** 练习说明 **
请修改下面这些行，把其中每一处“Target”都换成“Object”，其余内容一律保持原样。给出结果时不要包含图片。

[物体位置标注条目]
<<<<
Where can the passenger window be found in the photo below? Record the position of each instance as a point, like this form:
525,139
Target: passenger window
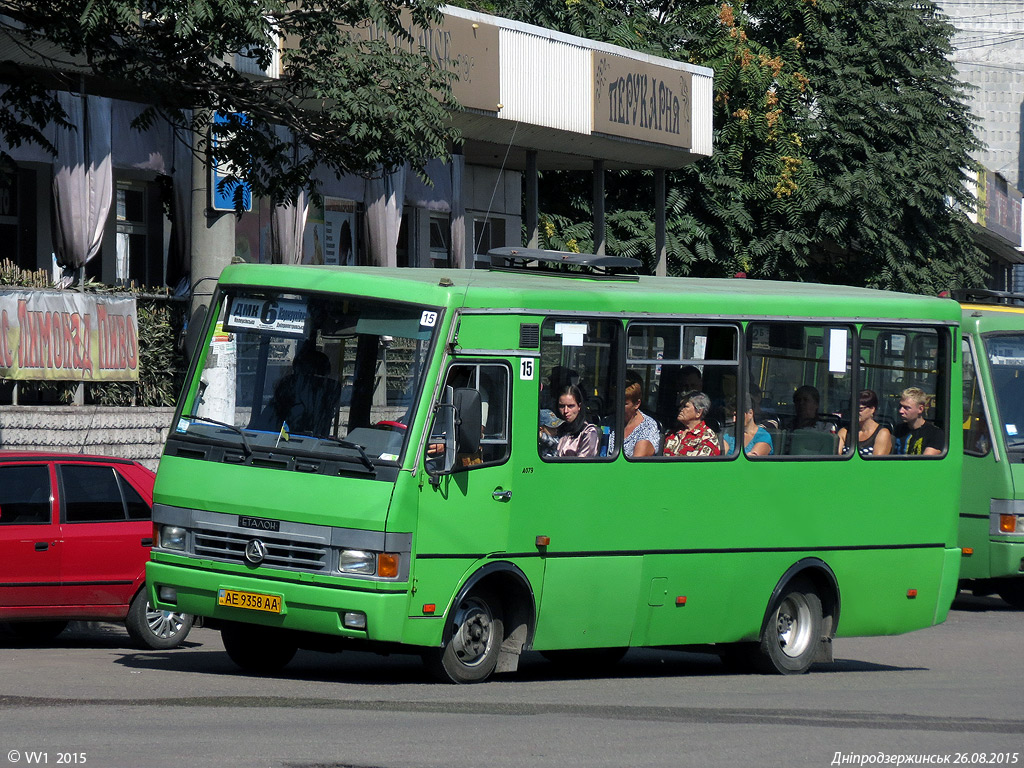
976,436
579,400
493,383
90,494
906,369
685,376
802,386
25,495
137,508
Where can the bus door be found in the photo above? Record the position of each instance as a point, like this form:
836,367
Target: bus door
464,514
987,465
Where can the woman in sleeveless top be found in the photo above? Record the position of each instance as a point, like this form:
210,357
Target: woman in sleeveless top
872,438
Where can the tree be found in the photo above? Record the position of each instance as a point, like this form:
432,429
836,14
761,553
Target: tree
>>>>
** 书面答案 **
Where can the passenger window be found in the photo below? Record the position of each instance as a point, like this form:
525,139
Object: passenger window
976,436
579,400
493,383
90,494
906,369
685,376
802,386
25,495
137,508
Where can the bus door be found in the photo above? Record the position of each instance as a point, like this form:
836,367
Object: bus door
464,514
987,465
Where can the woman in sleeveless top be found in the photo above? Record the position of each instance as a point, like this form:
210,357
Object: woman in sleeveless top
872,438
Where can the tree be found in the photo above? Record the position of each instance as a point, like this form:
432,429
836,14
761,553
Object: tree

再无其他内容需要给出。